- **Exercise materials**:

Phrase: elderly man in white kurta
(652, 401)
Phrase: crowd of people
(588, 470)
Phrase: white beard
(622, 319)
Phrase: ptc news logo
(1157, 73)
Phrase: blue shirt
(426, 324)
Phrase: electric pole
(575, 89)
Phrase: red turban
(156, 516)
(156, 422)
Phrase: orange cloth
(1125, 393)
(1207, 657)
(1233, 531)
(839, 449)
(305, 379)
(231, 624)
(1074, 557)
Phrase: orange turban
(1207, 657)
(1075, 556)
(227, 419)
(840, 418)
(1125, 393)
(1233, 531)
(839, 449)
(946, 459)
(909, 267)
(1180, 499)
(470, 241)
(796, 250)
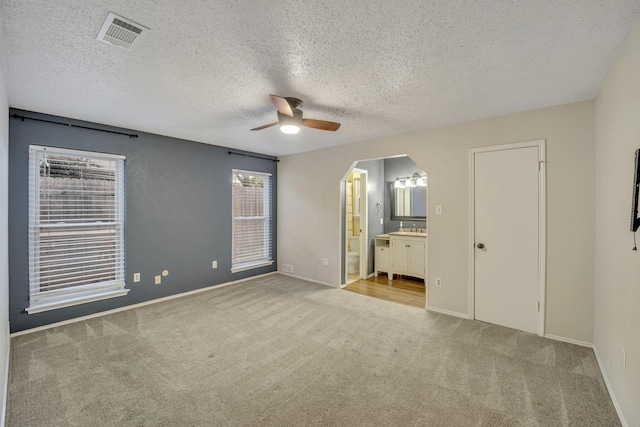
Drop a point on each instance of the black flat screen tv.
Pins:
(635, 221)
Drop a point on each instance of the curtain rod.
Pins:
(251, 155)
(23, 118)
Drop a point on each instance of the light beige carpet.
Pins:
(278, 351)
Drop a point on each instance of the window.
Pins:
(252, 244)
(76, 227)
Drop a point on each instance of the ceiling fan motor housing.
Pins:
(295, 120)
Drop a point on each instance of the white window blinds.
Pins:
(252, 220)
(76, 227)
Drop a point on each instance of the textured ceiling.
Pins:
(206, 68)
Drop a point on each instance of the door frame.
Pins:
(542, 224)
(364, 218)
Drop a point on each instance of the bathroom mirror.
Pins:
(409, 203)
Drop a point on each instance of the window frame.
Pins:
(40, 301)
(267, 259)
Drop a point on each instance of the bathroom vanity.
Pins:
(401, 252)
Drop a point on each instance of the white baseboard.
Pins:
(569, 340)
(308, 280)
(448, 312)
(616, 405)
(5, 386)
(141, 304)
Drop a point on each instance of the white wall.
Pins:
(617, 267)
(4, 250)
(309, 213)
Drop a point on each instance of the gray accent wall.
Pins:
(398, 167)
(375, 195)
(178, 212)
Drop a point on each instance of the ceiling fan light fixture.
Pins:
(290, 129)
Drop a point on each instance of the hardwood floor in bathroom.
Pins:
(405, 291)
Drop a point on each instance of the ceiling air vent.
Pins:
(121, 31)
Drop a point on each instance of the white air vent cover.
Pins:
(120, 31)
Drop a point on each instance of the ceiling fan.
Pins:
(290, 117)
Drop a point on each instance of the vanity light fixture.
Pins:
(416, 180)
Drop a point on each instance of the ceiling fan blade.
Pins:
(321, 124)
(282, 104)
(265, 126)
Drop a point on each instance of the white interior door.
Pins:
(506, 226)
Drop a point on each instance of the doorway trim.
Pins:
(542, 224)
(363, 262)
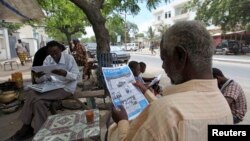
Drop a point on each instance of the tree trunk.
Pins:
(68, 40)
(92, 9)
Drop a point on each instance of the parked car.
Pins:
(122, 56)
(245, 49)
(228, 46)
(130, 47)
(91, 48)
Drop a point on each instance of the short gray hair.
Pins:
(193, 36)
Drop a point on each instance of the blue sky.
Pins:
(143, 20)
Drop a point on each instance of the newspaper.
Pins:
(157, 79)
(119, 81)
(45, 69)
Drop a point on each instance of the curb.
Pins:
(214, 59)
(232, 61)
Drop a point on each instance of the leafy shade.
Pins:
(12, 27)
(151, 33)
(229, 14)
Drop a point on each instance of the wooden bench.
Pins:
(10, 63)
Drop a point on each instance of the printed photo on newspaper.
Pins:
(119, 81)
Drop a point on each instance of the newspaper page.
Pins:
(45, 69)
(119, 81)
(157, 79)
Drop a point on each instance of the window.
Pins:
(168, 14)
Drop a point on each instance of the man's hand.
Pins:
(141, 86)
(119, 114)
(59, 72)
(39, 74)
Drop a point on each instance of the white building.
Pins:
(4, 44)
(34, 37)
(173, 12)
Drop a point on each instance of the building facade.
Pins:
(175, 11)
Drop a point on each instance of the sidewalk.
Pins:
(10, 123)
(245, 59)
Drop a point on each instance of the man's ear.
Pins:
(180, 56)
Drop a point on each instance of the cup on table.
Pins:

- **Requirement**:
Going from the line with "Drop a point on each instance of the vanity" to the last line of the listing, write out each line exactly and nothing else. Leave out all pictures.

- **Finished answer**:
Drop a point on each instance of the vanity light fixture.
Pins:
(416, 180)
Drop a point on each instance of the ceiling fan blade.
Pins:
(321, 124)
(282, 104)
(265, 126)
Drop a point on each instance of the white interior door.
Pins:
(506, 226)
Drop a point on each instance of the doorway trim.
Pins:
(542, 224)
(363, 262)
Drop a point on each instance of the tree trunk.
Pins:
(68, 40)
(92, 9)
Drop a point on each instance of the parked car.
Pins:
(122, 56)
(245, 49)
(228, 46)
(130, 47)
(91, 48)
Drop a point on each instance of the short gray hair.
Pins:
(193, 36)
Drop a point on each instance of the blue sky.
Pins:
(143, 20)
Drop a point on each instance of the newspaper.
Pins:
(157, 79)
(119, 81)
(45, 69)
Drop a point on each instance of the curb.
Pins:
(214, 59)
(232, 61)
Drop a point on each instance of the leafy shade.
Pins:
(12, 27)
(151, 33)
(229, 14)
Drop a point on each instance of the wooden bench.
Pins:
(10, 63)
Drop a point on each instance of the printed photo on newspaper.
Pins:
(119, 81)
Drop a point on each instance of the newspaper page.
Pins:
(45, 69)
(119, 81)
(157, 79)
Drop a point on each instance of the window.
Pins:
(168, 14)
Drop a point on each instance of the man's hand.
Pins:
(141, 86)
(119, 114)
(59, 72)
(39, 74)
Drop a point on each instance of the white building.
Pins:
(4, 44)
(34, 37)
(173, 12)
Drop a point on each instance of the building facade.
Pins:
(175, 11)
Drop a point on each instance of the sidewalk.
Pins:
(10, 123)
(245, 59)
Drop a point on each instance of the man's ear.
Pins:
(180, 56)
Drop a point on each instance of the cup on table.
Pins:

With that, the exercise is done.